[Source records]
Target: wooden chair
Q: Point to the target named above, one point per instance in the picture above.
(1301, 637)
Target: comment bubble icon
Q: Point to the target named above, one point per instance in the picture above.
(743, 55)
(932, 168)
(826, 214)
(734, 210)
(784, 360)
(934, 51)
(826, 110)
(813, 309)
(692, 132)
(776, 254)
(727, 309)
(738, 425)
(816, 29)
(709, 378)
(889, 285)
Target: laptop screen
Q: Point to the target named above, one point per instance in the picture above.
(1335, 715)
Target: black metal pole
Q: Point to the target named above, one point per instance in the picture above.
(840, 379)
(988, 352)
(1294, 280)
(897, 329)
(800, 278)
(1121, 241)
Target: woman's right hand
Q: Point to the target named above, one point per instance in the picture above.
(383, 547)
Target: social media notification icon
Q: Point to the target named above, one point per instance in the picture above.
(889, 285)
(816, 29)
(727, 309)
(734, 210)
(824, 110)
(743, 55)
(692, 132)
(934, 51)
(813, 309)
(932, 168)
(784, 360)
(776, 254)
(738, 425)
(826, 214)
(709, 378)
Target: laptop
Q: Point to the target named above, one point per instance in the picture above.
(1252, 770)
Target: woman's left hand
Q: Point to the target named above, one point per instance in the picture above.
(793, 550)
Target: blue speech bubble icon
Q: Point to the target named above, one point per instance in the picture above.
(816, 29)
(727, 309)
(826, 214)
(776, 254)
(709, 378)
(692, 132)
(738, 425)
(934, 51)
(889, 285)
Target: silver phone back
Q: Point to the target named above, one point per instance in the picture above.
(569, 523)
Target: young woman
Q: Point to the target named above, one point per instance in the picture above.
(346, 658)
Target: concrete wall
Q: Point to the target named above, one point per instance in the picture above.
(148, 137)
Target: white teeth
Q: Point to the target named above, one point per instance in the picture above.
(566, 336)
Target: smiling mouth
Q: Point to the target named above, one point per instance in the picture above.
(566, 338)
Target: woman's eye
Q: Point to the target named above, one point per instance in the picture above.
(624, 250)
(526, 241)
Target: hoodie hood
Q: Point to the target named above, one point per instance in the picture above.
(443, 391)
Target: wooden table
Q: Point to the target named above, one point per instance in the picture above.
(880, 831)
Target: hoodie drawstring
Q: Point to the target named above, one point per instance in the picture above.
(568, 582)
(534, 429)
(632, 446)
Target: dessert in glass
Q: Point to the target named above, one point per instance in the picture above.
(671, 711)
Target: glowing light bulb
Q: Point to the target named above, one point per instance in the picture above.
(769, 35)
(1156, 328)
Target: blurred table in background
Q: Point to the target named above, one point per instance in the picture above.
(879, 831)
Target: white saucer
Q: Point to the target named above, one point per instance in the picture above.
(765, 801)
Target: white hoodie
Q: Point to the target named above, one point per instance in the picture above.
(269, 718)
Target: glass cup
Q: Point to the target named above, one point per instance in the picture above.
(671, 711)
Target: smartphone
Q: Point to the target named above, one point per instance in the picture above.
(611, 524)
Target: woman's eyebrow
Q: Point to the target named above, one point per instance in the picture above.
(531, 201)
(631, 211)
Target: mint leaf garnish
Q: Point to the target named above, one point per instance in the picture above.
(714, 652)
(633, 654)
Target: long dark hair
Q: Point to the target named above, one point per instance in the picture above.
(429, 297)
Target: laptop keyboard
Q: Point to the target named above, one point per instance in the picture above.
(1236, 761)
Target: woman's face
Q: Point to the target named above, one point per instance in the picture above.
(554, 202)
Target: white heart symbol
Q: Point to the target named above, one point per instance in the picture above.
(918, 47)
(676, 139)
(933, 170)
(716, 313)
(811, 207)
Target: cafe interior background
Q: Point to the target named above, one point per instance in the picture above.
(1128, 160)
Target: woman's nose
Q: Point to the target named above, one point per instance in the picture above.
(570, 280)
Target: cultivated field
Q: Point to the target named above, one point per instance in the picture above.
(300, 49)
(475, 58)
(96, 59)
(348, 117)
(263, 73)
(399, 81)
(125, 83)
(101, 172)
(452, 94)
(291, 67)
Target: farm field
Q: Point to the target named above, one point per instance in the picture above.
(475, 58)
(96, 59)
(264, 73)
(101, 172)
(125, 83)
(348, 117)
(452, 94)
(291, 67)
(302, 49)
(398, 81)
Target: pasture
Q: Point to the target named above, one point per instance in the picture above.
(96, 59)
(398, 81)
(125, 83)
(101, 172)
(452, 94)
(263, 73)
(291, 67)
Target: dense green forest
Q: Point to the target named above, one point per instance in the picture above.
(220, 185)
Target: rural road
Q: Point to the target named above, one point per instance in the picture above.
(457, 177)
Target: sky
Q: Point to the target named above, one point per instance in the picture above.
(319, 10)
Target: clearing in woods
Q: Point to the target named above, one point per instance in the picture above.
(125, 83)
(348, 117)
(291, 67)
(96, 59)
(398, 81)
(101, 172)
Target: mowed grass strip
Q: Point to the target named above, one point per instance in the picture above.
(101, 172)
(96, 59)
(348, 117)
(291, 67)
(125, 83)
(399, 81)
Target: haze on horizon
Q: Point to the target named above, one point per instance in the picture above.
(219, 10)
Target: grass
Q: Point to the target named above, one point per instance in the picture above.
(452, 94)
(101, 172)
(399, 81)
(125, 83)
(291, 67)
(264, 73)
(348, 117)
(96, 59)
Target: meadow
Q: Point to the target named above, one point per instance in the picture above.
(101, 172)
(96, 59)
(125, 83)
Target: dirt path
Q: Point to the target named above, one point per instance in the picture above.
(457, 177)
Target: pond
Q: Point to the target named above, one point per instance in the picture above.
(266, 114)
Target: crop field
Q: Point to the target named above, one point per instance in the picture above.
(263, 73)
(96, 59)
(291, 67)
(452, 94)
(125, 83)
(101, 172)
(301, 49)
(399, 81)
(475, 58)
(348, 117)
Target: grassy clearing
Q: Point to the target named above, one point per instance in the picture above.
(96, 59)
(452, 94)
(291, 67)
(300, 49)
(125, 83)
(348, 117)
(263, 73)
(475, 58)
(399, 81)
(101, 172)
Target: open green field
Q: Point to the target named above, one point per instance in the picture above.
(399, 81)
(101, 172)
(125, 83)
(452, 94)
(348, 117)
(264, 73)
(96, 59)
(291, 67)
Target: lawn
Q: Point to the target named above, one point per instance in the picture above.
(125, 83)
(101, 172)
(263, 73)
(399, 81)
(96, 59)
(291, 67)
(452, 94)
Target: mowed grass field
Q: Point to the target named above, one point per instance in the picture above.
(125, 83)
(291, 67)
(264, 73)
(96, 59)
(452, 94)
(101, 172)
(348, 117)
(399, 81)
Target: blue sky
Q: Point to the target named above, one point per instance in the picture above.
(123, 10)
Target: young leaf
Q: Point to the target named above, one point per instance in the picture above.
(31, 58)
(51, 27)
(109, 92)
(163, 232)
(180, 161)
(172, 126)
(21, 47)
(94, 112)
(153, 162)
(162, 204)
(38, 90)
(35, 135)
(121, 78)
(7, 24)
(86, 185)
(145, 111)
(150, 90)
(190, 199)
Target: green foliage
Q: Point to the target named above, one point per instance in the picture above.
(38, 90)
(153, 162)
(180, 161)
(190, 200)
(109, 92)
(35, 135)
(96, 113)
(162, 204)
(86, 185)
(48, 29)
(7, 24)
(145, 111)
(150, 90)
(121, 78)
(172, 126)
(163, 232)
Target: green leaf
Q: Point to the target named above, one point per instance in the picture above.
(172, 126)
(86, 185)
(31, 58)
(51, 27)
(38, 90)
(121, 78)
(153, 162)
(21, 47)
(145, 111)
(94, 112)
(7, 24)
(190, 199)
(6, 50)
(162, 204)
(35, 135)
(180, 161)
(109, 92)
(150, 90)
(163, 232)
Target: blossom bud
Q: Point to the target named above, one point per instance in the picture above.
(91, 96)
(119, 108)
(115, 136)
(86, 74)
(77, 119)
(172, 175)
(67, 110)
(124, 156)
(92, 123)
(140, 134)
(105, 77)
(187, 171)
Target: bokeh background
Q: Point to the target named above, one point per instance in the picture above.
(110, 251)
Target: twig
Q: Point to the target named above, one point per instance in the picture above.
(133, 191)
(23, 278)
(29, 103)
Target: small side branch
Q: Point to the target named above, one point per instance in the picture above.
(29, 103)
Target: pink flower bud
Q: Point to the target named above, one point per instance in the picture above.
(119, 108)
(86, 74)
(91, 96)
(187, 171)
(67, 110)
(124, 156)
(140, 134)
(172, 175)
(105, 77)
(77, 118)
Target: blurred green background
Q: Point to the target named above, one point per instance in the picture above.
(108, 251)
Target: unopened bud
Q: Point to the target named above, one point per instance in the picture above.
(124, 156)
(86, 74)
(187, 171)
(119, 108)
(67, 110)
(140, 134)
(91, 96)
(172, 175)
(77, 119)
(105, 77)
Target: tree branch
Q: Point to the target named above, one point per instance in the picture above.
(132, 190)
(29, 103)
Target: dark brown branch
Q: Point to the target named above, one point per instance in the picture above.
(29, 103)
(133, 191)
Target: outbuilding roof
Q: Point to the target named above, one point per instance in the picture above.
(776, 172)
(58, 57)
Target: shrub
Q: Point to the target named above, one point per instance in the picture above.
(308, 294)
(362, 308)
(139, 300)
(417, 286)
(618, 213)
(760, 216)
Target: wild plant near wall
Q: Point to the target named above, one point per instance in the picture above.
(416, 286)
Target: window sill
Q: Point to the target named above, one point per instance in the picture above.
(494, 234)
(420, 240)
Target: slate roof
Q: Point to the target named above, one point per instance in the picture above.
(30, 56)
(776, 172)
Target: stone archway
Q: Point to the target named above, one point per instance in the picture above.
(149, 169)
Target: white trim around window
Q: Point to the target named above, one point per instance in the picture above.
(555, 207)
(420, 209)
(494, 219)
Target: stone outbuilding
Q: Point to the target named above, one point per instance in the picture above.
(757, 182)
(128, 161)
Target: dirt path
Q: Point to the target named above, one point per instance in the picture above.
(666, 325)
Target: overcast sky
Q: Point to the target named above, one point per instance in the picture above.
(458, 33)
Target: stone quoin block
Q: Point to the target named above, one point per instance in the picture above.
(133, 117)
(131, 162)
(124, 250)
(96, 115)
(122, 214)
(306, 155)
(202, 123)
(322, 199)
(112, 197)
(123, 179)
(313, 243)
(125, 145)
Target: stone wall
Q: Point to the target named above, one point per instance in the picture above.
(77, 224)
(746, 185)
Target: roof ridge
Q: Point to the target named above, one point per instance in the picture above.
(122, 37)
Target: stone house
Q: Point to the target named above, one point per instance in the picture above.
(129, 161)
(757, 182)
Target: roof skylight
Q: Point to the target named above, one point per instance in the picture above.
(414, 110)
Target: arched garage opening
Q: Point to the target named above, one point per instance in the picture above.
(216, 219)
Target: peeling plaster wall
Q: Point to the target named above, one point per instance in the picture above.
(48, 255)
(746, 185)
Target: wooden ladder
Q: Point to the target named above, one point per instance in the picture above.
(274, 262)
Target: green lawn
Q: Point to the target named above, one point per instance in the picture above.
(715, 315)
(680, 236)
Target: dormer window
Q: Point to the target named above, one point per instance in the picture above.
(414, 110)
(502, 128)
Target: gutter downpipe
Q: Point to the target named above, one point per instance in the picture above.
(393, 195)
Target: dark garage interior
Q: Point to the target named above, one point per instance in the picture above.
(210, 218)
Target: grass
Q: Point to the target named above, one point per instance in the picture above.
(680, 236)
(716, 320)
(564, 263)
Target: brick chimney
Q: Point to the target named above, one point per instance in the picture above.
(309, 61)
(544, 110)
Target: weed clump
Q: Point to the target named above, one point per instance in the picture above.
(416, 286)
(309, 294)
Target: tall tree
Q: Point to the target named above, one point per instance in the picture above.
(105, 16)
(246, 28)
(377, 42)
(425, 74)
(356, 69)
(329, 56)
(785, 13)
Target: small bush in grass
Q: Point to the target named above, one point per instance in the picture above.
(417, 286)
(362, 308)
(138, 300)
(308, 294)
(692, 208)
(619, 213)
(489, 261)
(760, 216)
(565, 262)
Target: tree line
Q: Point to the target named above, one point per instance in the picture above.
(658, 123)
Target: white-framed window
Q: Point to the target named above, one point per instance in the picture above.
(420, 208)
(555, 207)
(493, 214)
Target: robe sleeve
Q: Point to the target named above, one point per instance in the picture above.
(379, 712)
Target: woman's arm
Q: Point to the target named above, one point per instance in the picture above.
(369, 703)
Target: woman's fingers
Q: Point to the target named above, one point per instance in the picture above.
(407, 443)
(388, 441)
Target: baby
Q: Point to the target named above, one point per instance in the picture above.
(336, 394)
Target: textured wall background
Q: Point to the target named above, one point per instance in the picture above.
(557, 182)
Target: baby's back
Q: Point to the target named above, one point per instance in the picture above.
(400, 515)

What is expected:
Look above for the line that holds "Target: brick chimney", then copy it and each line after it exactly, through the last line of the data.

Written solution:
Target: brick chimney
Q: Point to the target named above, one point per instance in the picture above.
(309, 61)
(544, 110)
Target: weed clump
Q: Point to the target named above, one point per instance in the picture above.
(416, 286)
(309, 294)
Target: tall tree
Q: Point to the target named above, one point per instance in the picture above.
(105, 16)
(246, 28)
(377, 42)
(425, 74)
(356, 69)
(329, 56)
(785, 13)
Target: small bush in grass
Q: Point to the target named above, one point per instance in the picture above.
(417, 286)
(362, 308)
(138, 300)
(308, 294)
(692, 208)
(619, 213)
(489, 261)
(760, 216)
(565, 262)
Target: tree line
Q: Point to the target named above, one point per instance in the picture above.
(658, 123)
Target: white-framed window
Q: Point to the target named above, one point per instance in the picture above.
(420, 208)
(555, 207)
(493, 214)
Target: robe sleeve
Q: Point to the target named above, one point per instance in the picture above.
(379, 712)
Target: woman's arm
Q: Point to the target named above, one point per instance in the picture above.
(369, 703)
Target: woman's fingers
Q: Point to the target named above, one point per instance in the picture above.
(407, 443)
(388, 441)
Target: baby
Q: Point to the target named above, one point per instance in the picture above.
(336, 394)
Target: textured wall background
Q: Point to the target named above, one point per instance in the picture above.
(557, 182)
Target: baby's back
Q: Point to the target named above, one point per instance in the picture above.
(400, 515)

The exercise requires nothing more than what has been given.